-- Supplied passage --
========================================
Orders of Ignorance

Douglas P. McManaman
January 30, 2015
© 2015 by Douglas P. McManaman
Reproduced with Permission

Consider a local newspaper of a small town, like the Auroran or the Markham Economist & Sun. Read an issue and then consider just how much is going on in this small town that was completely outside the purview of your mind (i.e., I didn't know we had a world class singer among us, nor was I aware that someone is going forth with plans to open a heritage museum, etc.). And if you happen to read a story about someone or something you know rather well, consider just how much is left out of account; for you know that there is far more to the lives of those involved than what the story can hope to cover in a few columns.

There's a sense in which we can talk about a first and second order ignorance: you know that those who read a story about something you are familiar with "first hand" are only getting a fraction of what there is to know, which means they are, relatively speaking, left in the dark, or are perhaps being misled, for the story leaves so much space in between facts that it practically invites others to fill in the blanks and thereby construct their own narrative. And yet when we read a story about someone or something we are not familiar with, we are not explicitly conscious of the fact that we are getting only a fraction of what there is to know about those involved, but we are aware that this story and that initiative, etc., were outside our limited range of experience - we are surprised and perhaps delighted to learn of it. Compared to what we do know already, we feel we are given new light, even though we forget or are simply not aware that the light is scanty, thin, and probably misleading. The latter is what I would call a first order ignorance, the former a second order ignorance, known explicitly only upon further reflection.
========================================
-- Data supplied --
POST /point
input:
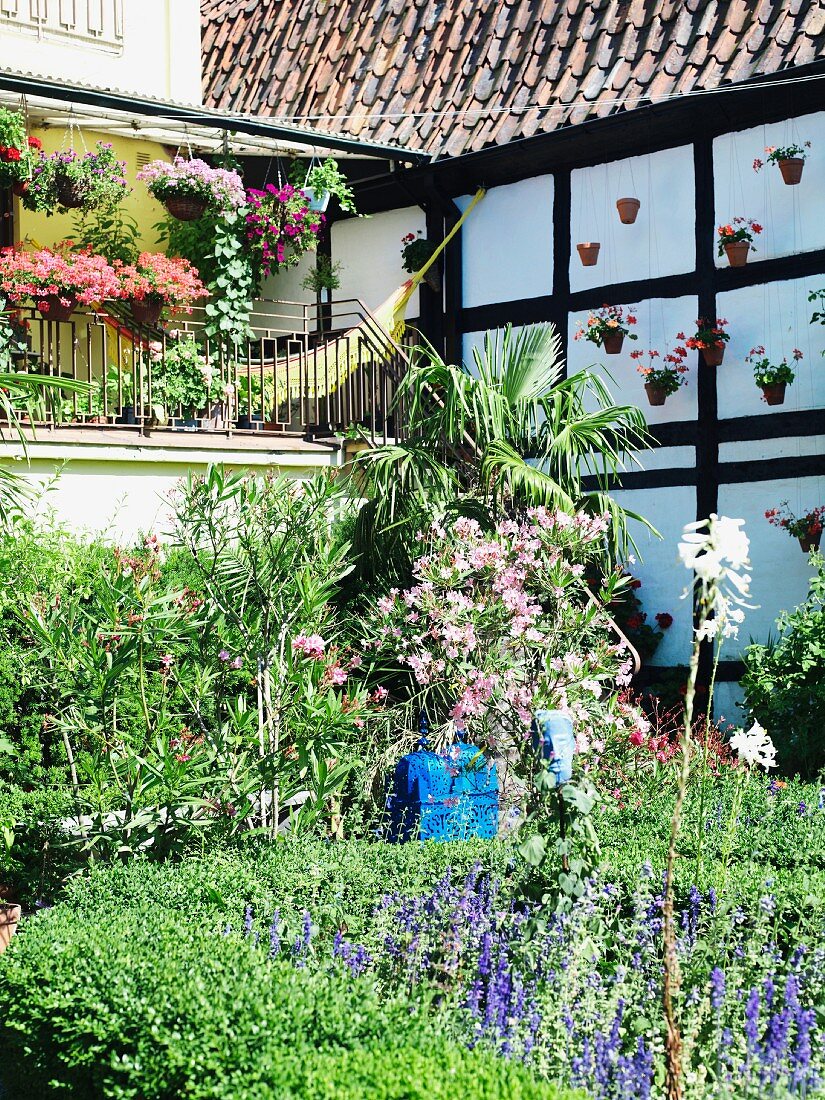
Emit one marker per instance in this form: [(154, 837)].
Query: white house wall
[(370, 253), (507, 243)]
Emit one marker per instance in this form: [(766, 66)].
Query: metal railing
[(304, 371)]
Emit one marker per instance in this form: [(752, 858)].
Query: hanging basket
[(713, 356), (185, 208), (318, 200), (810, 542), (737, 253), (612, 342), (656, 394), (51, 308), (146, 310), (774, 394), (791, 168), (627, 209), (589, 253)]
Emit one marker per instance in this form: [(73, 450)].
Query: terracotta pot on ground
[(70, 194), (774, 394), (146, 310), (656, 394), (612, 342), (791, 168), (810, 542), (185, 208), (56, 310), (713, 356), (589, 253), (737, 253), (9, 921), (627, 209)]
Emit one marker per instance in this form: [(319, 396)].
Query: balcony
[(304, 374), (90, 22)]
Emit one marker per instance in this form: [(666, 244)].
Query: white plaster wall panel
[(507, 243), (780, 570), (791, 216), (659, 319), (662, 239), (774, 316), (370, 252), (662, 579), (792, 448)]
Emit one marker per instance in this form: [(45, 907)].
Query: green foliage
[(784, 682)]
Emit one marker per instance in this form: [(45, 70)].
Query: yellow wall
[(42, 230)]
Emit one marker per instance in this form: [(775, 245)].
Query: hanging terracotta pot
[(146, 310), (810, 542), (55, 310), (656, 394), (185, 208), (627, 209), (9, 921), (70, 193), (791, 168), (612, 342), (589, 253), (774, 394), (713, 356), (737, 253)]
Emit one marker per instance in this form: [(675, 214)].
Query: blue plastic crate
[(443, 796)]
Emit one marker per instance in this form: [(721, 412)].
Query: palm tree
[(512, 432)]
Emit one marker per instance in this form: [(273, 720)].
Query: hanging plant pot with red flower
[(628, 209), (660, 382), (736, 239), (772, 380), (710, 338), (789, 158), (607, 328), (807, 527)]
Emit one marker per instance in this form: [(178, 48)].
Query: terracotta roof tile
[(397, 70)]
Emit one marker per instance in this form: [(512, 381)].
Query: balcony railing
[(301, 373), (97, 22)]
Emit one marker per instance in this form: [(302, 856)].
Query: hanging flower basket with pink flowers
[(56, 282), (607, 328), (157, 282)]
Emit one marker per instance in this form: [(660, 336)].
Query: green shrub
[(140, 1004), (784, 683)]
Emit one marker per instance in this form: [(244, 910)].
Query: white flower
[(755, 747)]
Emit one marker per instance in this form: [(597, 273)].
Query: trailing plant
[(668, 377), (608, 320), (768, 374), (736, 231)]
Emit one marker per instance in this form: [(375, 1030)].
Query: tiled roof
[(452, 76)]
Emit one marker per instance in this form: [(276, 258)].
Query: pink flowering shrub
[(281, 227), (498, 625), (75, 275), (160, 277)]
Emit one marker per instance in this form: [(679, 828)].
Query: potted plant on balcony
[(736, 239), (790, 160), (660, 382), (416, 250), (607, 328), (56, 282), (710, 338), (772, 380), (323, 180), (188, 188), (806, 528), (17, 151), (69, 180), (281, 228), (157, 282)]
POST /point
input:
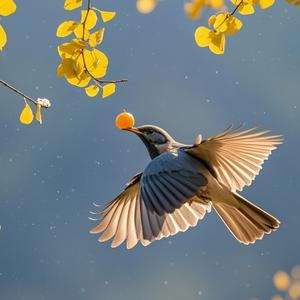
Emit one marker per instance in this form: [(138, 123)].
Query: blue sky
[(51, 174)]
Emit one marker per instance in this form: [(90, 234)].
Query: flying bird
[(183, 182)]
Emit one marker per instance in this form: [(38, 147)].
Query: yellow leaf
[(26, 116), (96, 38), (7, 7), (145, 6), (108, 90), (216, 4), (203, 36), (96, 62), (66, 28), (217, 45), (60, 70), (211, 21), (79, 32), (3, 37), (233, 25), (281, 280), (92, 90), (221, 24), (266, 3), (107, 15), (72, 4), (38, 114), (90, 20)]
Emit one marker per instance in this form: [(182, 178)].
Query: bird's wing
[(127, 217), (170, 180), (235, 157)]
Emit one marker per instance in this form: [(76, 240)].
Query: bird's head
[(156, 139)]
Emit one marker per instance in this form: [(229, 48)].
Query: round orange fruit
[(124, 120)]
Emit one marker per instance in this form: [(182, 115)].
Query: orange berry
[(124, 120)]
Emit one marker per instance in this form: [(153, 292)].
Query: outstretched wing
[(127, 217), (235, 157)]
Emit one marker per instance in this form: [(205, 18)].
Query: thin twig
[(97, 81), (231, 14), (17, 91)]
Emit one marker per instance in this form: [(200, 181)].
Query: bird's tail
[(246, 221)]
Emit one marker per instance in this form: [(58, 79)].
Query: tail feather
[(246, 221)]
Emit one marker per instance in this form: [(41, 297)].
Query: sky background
[(51, 174)]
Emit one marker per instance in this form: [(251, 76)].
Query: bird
[(183, 182)]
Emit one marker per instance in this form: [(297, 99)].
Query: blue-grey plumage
[(182, 182), (170, 179)]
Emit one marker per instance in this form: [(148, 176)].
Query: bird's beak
[(134, 130)]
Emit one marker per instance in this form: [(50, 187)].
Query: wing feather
[(236, 156)]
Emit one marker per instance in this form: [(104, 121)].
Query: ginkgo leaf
[(3, 37), (96, 62), (107, 15), (79, 32), (92, 90), (38, 115), (72, 4), (7, 7), (60, 70), (66, 28), (108, 90), (96, 38), (203, 36), (145, 6), (90, 19), (26, 116), (266, 3)]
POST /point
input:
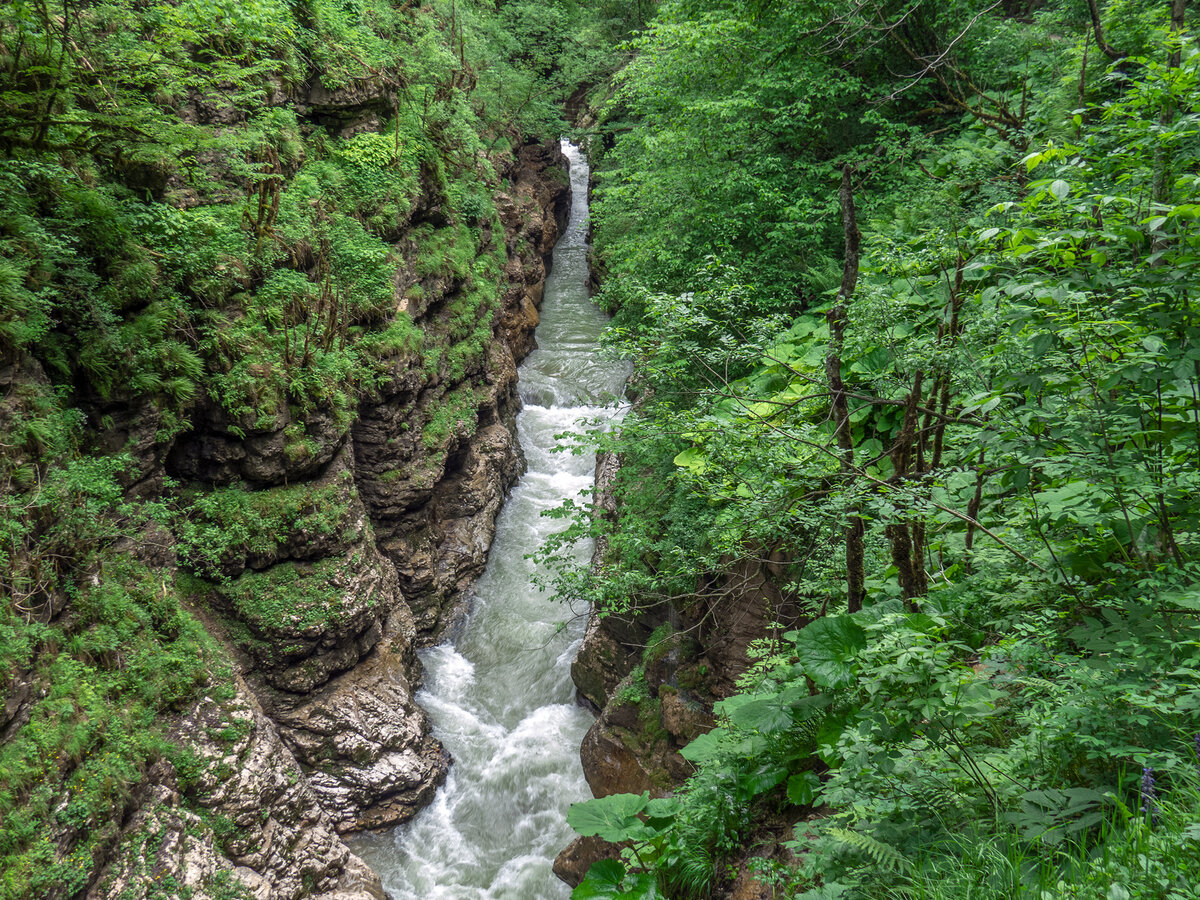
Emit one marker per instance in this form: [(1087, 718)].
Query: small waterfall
[(502, 697)]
========================================
-- Problems --
[a] Summarize the essay on orders of ignorance in two sentences.
[b] Transcribe the stretch of the essay on orders of ignorance from "Consider a local" through "a few columns.".

-- Worked solutions --
[a] Reading a small-town newspaper shows how much goes on outside one's awareness, and a story about something one knows well leaves much of those lives out. The essay calls it first order ignorance when readers of an unfamiliar story feel given new light without realizing that the light is scanty, thin, and probably misleading, and second order ignorance when one knows that others reading about something familiar get only a fraction of what there is to know, which is recognized explicitly only upon further reflection.

[b]
Consider a local newspaper of a small town, like the Auroran or the Markham Economist & Sun. Read an issue and then consider just how much is going on in this small town that was completely outside the purview of your mind (i.e., I didn't know we had a world class singer among us, nor was I aware that someone is going forth with plans to open a heritage museum, etc.). And if you happen to read a story about someone or something you know rather well, consider just how much is left out of account; for you know that there is far more to the lives of those involved than what the story can hope to cover in a few columns.